**Input material:**
──────
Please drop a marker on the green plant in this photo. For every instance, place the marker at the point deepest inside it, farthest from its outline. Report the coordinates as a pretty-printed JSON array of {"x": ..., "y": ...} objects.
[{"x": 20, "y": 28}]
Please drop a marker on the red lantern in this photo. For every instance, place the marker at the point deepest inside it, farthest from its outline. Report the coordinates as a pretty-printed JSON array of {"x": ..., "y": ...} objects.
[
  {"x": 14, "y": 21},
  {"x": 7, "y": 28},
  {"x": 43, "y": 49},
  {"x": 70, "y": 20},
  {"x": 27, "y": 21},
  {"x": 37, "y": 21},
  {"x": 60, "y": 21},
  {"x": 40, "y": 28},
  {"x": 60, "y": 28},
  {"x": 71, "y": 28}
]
──────
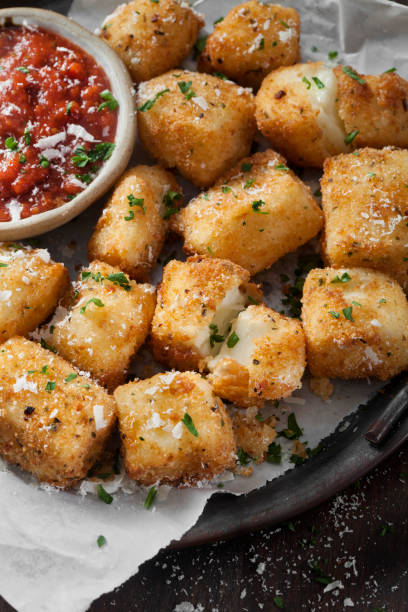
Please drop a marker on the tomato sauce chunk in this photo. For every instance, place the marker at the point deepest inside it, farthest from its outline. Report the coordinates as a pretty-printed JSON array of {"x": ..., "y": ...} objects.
──────
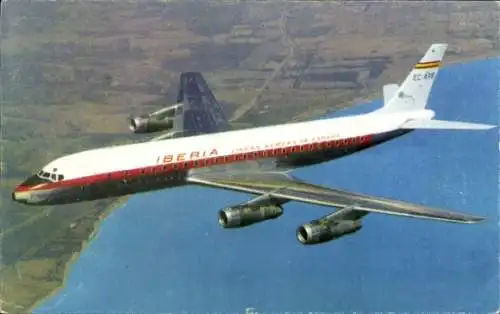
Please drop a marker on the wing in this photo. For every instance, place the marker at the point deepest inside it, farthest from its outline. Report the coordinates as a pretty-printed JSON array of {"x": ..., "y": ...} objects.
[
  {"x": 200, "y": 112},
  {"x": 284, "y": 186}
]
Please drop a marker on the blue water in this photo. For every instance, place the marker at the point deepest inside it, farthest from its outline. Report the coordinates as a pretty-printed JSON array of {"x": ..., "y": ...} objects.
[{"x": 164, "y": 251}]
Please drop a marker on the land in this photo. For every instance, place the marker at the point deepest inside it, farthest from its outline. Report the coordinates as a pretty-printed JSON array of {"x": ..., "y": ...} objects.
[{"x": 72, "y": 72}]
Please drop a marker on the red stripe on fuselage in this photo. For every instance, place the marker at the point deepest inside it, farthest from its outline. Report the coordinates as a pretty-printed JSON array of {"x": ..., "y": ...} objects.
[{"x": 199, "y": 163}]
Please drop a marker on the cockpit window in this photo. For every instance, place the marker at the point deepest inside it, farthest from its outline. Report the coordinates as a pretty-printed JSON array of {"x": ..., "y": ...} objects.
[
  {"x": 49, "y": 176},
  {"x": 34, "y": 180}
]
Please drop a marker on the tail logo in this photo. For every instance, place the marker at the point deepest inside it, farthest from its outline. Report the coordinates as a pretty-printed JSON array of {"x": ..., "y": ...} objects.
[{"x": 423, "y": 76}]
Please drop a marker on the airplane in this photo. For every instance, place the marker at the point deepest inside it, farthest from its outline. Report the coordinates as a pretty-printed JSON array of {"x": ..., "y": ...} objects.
──────
**What to work on:** Go to the line in the material above that contains "Please drop a marker on the cockpit" and copy exactly from there through the line that contains "Please drop a marker on the airplane", stopping after it.

**Written solution:**
Please drop a marker on the cockpit window in this photo. For every instance, place the marker at the point deepest inside it, farthest from its outline. Report the coordinates as a pretty-printed JSON array of {"x": ..., "y": ...} objects.
[
  {"x": 49, "y": 176},
  {"x": 34, "y": 180}
]
Please drop a marker on the tail logo in this photo. For every instance, place the marker at the point deepest inside it, farthest from its outline. Report the coordinates as a pretty-printed JSON array of {"x": ..., "y": ...} objects.
[{"x": 423, "y": 76}]
Please drop a marker on the airplane in this photo. For every instance, place the marker at the point deepest inside it, farthest from its outline. Report the coordinates as a pretty-printed JSON array of {"x": ..., "y": ...} objects.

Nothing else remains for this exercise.